Task prompt >> Return the listing that follows exactly, with no pictures included.

::::::

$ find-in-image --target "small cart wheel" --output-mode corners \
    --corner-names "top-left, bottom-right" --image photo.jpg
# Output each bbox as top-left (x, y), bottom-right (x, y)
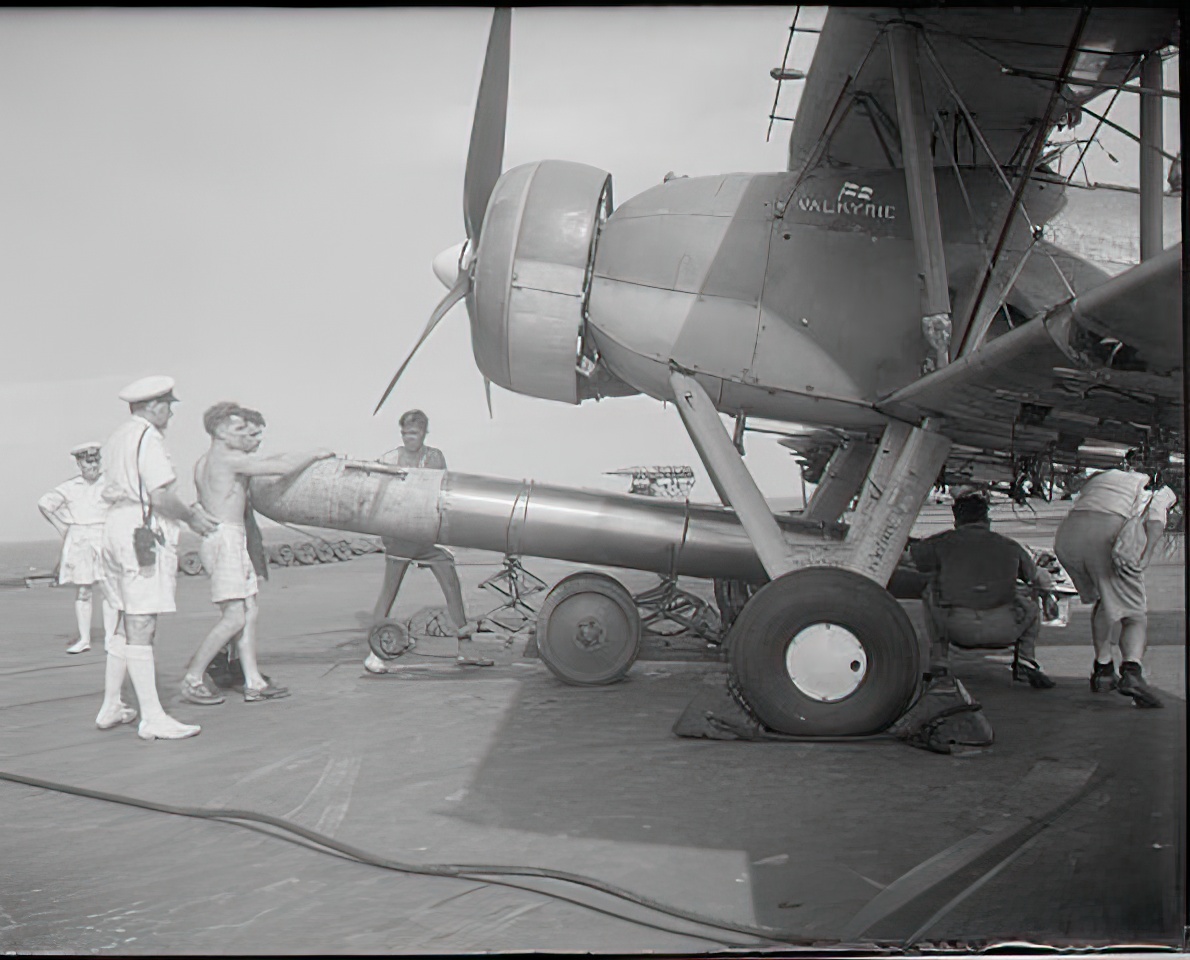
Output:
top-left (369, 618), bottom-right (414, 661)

::::::

Written solution >>
$ find-in-image --target "small cart wheel" --output-mode corners \
    --corner-names "top-left, bottom-right" --image photo.jpg
# Output each bbox as top-left (x, y), bottom-right (x, y)
Output:
top-left (369, 618), bottom-right (414, 661)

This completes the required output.